Document text:
╔══

Yoko Ono and Fragrance, Part 1: “One Woman Show”

Yoko-Ono-MoMA-1971

I recently attended the press preview for “Yoko Ono: One Woman Show, 1960-1971” at the Museum of Modern Art. I was preparing to write a short piece about the exhibition as a freelance assignment (see here!), but this visit ended up being pleasure as well as work.

I even picked up a few fragrance references that I’d like to share here. One came in connection with Ono’s 1971 “exhibition” at MoMA, which was actually a work of Conceptual art rather than a literal exhibition.

In December 1971, without MoMA’s knowledge or agreement, Ono had a representative stand outside the museum wearing a sign announcing her latest project:

Yoko Ono One Woman Show sign
Yoko Ono, Instructions for “One Woman Show,” 1971

Ono had reportedly opened a large bottle of flies—“the same volume as yoko’s body”—in MoMA’s central sculpture garden, releasing them and allowing them to disperse throughout the city. The public was invited to track the flies across town and beyond — to join the artist in “the search observation & flight.”

Yoko Ono One Woman Show with bottle
Yoko Ono in the Museum of Modern Art’s sculpture garden, photomontage published in “One Woman Show,” 1971

The whole event was fabricated, of course—it was an elaborate Fluxus prank, as well as a dig at the museum establishment, accompanied by an illustrated publication that faux-documented the project.

╚══

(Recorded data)

╔══

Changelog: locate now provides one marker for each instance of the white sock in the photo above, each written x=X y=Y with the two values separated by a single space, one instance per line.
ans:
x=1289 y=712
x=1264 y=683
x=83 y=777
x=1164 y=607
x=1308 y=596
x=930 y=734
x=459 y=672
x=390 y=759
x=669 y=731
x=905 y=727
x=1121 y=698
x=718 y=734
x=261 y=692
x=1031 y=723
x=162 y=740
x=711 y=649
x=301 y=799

╚══

Print the full post on Yoko Ono's "One Woman Show" verbatim, from its title line through its final sentence.

Yoko Ono and Fragrance, Part 1: “One Woman Show”

Yoko-Ono-MoMA-1971

I recently attended the press preview for “Yoko Ono: One Woman Show, 1960-1971” at the Museum of Modern Art. I was preparing to write a short piece about the exhibition as a freelance assignment (see here!), but this visit ended up being pleasure as well as work.

I even picked up a few fragrance references that I’d like to share here. One came in connection with Ono’s 1971 “exhibition” at MoMA, which was actually a work of Conceptual art rather than a literal exhibition.

In December 1971, without MoMA’s knowledge or agreement, Ono had a representative stand outside the museum wearing a sign announcing her latest project:

Yoko Ono One Woman Show sign
Yoko Ono, Instructions for “One Woman Show,” 1971

Ono had reportedly opened a large bottle of flies—“the same volume as yoko’s body”—in MoMA’s central sculpture garden, releasing them and allowing them to disperse throughout the city. The public was invited to track the flies across town and beyond — to join the artist in “the search observation & flight.”

Yoko Ono One Woman Show with bottle
Yoko Ono in the Museum of Modern Art’s sculpture garden, photomontage published in “One Woman Show,” 1971

The whole event was fabricated, of course—it was an elaborate Fluxus prank, as well as a dig at the museum establishment, accompanied by an illustrated publication that faux-documented the project.